Please copy out every line of the records below, requests included, shifting each point coordinate in the answers by adding 101 to both of its numbers.

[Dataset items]
==============================
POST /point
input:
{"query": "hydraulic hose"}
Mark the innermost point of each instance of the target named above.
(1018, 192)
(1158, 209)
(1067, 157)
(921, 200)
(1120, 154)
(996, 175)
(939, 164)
==============================
__Result__
POST /point
input:
{"query": "hydraulic hose"}
Mark the innermost point of each instance of the target named above.
(1119, 293)
(1259, 310)
(1168, 258)
(1022, 301)
(1221, 255)
(1097, 276)
(1040, 265)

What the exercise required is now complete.